__WORK ORDER__
Read the data, and whenever a line holds the word "concrete", report that line.

--- MATERIAL SUPPLIED ---

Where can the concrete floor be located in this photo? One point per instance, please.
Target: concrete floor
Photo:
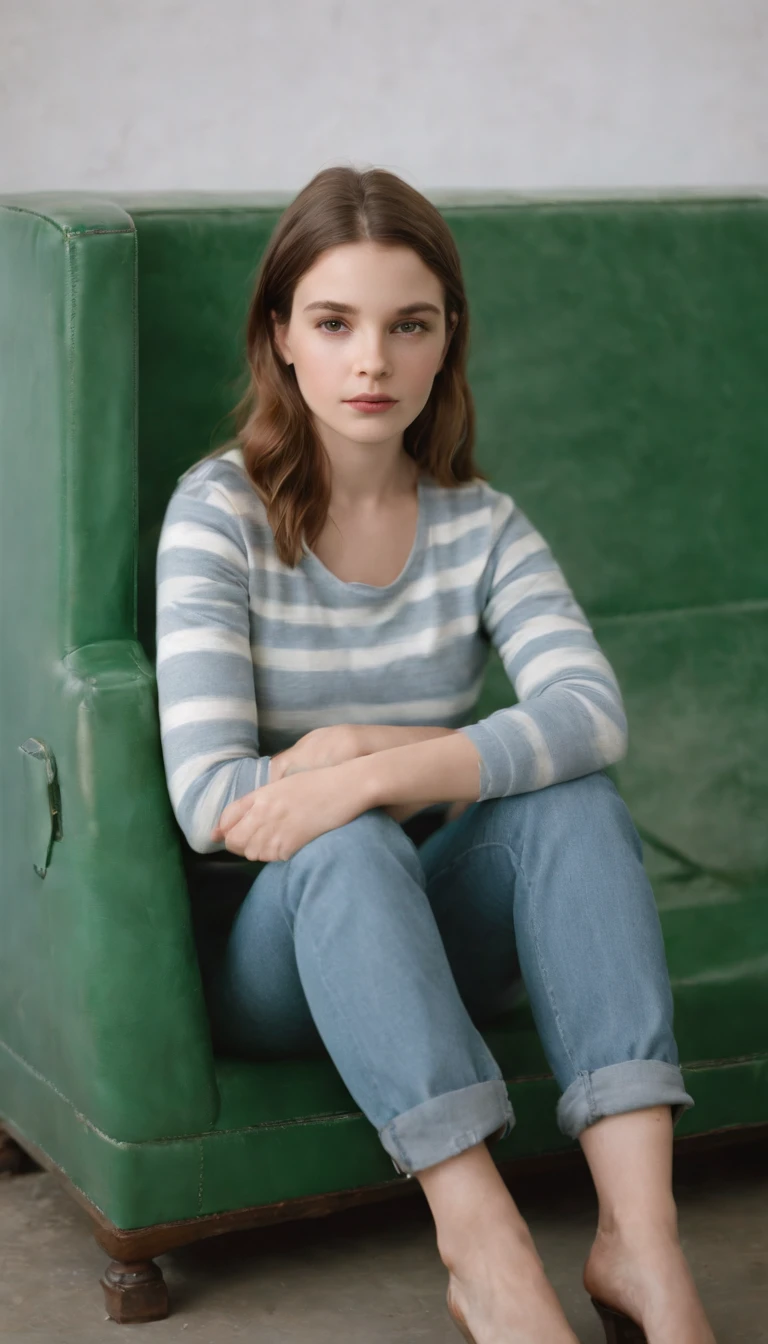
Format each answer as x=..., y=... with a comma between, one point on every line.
x=370, y=1276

---

__SOLVED EXERCISE__
Where can the concrete floor be located in this photo? One point per instance, please.
Target: concrete floor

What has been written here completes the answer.